Exercise input:
=== Begin Enclosure ===

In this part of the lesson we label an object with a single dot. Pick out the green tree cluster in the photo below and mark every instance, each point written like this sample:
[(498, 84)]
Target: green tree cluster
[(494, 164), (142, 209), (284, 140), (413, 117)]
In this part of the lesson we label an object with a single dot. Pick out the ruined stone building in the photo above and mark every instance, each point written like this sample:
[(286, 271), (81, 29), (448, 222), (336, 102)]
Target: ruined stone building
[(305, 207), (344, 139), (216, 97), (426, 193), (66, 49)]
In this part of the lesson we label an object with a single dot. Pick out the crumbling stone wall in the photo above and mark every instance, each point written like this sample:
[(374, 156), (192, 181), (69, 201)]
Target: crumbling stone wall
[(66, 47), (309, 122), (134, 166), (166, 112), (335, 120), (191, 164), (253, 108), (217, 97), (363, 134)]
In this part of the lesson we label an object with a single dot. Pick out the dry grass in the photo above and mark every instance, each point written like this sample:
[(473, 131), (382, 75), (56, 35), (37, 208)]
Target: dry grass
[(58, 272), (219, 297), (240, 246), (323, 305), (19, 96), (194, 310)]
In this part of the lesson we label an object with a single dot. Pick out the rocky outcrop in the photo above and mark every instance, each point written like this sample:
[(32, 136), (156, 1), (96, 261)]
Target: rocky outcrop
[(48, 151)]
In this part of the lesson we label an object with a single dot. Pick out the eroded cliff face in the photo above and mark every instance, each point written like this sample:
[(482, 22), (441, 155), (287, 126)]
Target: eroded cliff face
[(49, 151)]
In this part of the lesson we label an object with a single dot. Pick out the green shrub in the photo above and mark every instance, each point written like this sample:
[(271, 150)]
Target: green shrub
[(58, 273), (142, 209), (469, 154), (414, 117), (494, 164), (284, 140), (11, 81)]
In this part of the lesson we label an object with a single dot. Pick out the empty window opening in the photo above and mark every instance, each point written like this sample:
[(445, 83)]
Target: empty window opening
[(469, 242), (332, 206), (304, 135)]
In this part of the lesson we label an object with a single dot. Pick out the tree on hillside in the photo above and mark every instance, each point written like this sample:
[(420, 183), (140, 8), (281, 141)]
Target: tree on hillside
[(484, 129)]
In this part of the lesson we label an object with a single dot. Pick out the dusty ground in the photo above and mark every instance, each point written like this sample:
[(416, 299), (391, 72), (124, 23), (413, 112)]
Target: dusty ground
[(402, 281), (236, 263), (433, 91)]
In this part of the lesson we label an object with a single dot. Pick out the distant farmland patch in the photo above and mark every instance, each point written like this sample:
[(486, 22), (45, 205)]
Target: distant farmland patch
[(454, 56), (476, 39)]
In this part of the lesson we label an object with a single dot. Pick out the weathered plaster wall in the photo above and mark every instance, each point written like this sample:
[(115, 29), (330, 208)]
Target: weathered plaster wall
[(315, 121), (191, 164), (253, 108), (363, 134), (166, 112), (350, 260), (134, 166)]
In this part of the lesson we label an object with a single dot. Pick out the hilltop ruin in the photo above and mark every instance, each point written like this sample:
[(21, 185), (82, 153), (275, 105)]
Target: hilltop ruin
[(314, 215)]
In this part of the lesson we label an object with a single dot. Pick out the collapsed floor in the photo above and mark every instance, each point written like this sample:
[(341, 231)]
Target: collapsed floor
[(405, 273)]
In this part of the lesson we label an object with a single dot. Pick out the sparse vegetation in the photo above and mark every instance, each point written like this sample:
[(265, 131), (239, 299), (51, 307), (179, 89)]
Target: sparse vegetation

=== End Enclosure ===

Problem statement: Having located the line containing "[(420, 183), (140, 8), (281, 141)]", set it down along with every line after it through the end of the data, reproducing each exactly.

Solution for this exercise:
[(420, 183), (140, 8), (281, 141)]
Target: tree on hillside
[(484, 129)]
In this part of the lesson we label an object with a single dot. Pick out the dusty ground in the photo above and mark every instance, each point written like this sample:
[(416, 299), (391, 72), (124, 23), (413, 112)]
Target: dusty ground
[(402, 281), (236, 263), (433, 91)]
In this part of the lesson we label an object with a single dot. Pick out the distant farmland patch in the photo above and mark every instance, each point written like this sample:
[(486, 22), (45, 205)]
Target: distant farmland patch
[(454, 56), (476, 39)]
In this part of the lesson we label an object with a single dot. Pick out the weathered plaster wall in the photo above and mark every instance, each point written like this sample:
[(115, 29), (330, 208)]
Target: weathered plaster wall
[(315, 121), (191, 164), (253, 108), (363, 134), (166, 112), (350, 260), (134, 166)]
In this part of the lesson we label an object with a single dot. Pick out the hilltop ruin in the photo above and mark every instance, each point written like this sample:
[(21, 185), (82, 153), (275, 105)]
Target: hilltop ruin
[(314, 215)]
In this part of the lesson we label an object with a single dot. Pick out the collapsed floor in the photo above and mark every instance, each point written like this sample:
[(341, 231)]
Target: collapsed floor
[(405, 273)]
In this part of the lesson we label an object with a single dot. Pick out the sparse vegetation in the photo above and mark every instance, each point written like this sample:
[(265, 131), (239, 299), (51, 307), (179, 89)]
Target: sparse vegetation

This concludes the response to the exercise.